▶ [OBJECTIVE] Print the entries below word for word; the pictures stay out of your copy.

[TASK MATERIAL start]

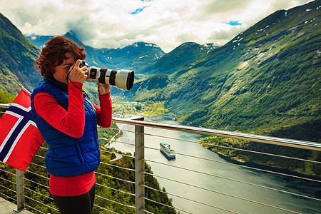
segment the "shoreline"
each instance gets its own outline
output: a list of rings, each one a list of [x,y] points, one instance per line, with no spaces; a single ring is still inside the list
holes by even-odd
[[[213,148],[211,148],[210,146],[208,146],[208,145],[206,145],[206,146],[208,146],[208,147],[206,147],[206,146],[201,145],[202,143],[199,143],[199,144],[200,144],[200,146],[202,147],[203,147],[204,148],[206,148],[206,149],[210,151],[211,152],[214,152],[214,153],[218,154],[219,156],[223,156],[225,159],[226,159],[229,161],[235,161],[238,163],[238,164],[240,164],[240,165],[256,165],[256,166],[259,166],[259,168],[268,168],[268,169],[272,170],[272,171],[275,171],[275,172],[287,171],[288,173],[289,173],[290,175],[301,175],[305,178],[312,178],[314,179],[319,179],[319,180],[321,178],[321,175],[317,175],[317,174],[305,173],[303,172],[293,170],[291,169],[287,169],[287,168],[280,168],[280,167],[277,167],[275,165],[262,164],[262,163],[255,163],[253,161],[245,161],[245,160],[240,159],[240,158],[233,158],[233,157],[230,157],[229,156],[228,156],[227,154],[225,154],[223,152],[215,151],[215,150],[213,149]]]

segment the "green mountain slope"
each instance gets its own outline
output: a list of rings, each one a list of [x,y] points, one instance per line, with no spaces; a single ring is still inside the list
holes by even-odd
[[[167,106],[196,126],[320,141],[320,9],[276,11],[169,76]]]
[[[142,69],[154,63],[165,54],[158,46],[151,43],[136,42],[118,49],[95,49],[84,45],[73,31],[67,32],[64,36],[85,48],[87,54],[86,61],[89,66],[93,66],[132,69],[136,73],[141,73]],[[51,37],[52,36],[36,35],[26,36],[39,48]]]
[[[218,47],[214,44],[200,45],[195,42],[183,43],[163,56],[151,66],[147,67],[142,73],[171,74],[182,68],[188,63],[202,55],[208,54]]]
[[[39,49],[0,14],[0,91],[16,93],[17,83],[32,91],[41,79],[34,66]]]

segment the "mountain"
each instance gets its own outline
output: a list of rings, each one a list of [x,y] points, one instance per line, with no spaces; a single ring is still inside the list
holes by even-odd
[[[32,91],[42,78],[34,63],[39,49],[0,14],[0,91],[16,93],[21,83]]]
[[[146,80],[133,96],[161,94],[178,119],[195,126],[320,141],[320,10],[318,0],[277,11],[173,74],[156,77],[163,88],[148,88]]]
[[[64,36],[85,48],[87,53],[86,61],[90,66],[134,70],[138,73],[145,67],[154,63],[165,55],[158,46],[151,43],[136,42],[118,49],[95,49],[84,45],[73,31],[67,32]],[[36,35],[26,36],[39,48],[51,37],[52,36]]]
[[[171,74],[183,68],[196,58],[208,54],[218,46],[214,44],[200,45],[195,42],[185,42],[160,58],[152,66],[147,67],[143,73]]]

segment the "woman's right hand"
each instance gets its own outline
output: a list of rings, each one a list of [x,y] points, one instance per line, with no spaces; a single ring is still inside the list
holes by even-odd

[TASK MATERIAL end]

▶ [SOLVED EXERCISE]
segment the "shoreline"
each instance gets its own outline
output: a list of rings, each one a list of [x,y] points, one instance per line, with no spaces; a single ring is still inside the list
holes by even-odd
[[[213,148],[211,148],[210,146],[208,146],[208,145],[206,145],[206,146],[208,146],[208,147],[206,147],[206,146],[201,145],[202,143],[199,143],[199,144],[200,144],[200,146],[202,147],[203,147],[204,148],[206,148],[206,149],[210,151],[211,152],[214,152],[214,153],[218,154],[219,156],[223,156],[225,159],[226,159],[229,161],[235,161],[238,163],[238,164],[240,164],[240,165],[256,165],[256,166],[259,166],[259,168],[268,168],[268,169],[272,170],[272,171],[275,171],[275,172],[287,171],[288,173],[289,173],[290,175],[301,175],[305,178],[312,178],[314,179],[319,179],[319,180],[321,178],[321,175],[317,175],[317,174],[305,173],[303,172],[293,170],[291,169],[287,169],[287,168],[280,168],[280,167],[277,167],[275,165],[262,164],[262,163],[255,163],[253,161],[245,161],[245,160],[240,159],[240,158],[233,158],[233,157],[230,157],[229,156],[228,156],[227,154],[225,154],[223,152],[215,151],[215,150],[213,149]]]

segment the "green mountain slope"
each instance gets its own outline
output: a list of rings, each one a list of [x,y] points, one instance per line, with no spaces; a single ring is still inside the list
holes by even-odd
[[[167,106],[196,126],[320,141],[320,9],[276,11],[169,76]]]
[[[142,69],[154,63],[165,54],[158,46],[151,43],[136,42],[118,49],[95,49],[84,45],[73,31],[67,32],[64,36],[85,48],[87,54],[86,61],[89,66],[93,66],[132,69],[136,73],[141,73]],[[51,37],[52,36],[36,35],[26,36],[39,48]]]
[[[218,47],[214,44],[200,45],[195,42],[183,43],[163,56],[151,66],[147,67],[142,73],[171,74],[182,68],[188,63],[202,55],[208,54]]]
[[[39,49],[0,14],[0,91],[16,93],[17,83],[32,91],[41,79],[34,66]]]

segment the "mountain"
each instance gets its own outline
output: a list of rings, each one a list of [x,y] points, one instance per line, with no spaces; a single ring is still inside the list
holes by even-odd
[[[32,91],[42,78],[34,63],[39,49],[0,14],[0,91],[16,93],[21,83]]]
[[[146,80],[133,96],[161,94],[178,119],[195,126],[320,141],[320,10],[318,0],[277,11],[173,74],[156,77],[163,88],[148,88]]]
[[[64,36],[85,48],[87,53],[86,61],[90,66],[134,70],[138,73],[145,67],[154,63],[165,55],[158,46],[151,43],[136,42],[118,49],[95,49],[84,45],[73,31],[67,32]],[[36,35],[26,36],[39,48],[51,37],[52,36]]]
[[[171,74],[183,68],[196,58],[208,54],[218,46],[214,44],[200,45],[195,42],[185,42],[160,58],[152,66],[147,67],[143,73]]]

segment the "woman's right hand"
each instance gets its own outline
output: a list of rings, each one a list of [x,y] points, one instance per line, with no spaces; a single ring is still inside the list
holes by even-odd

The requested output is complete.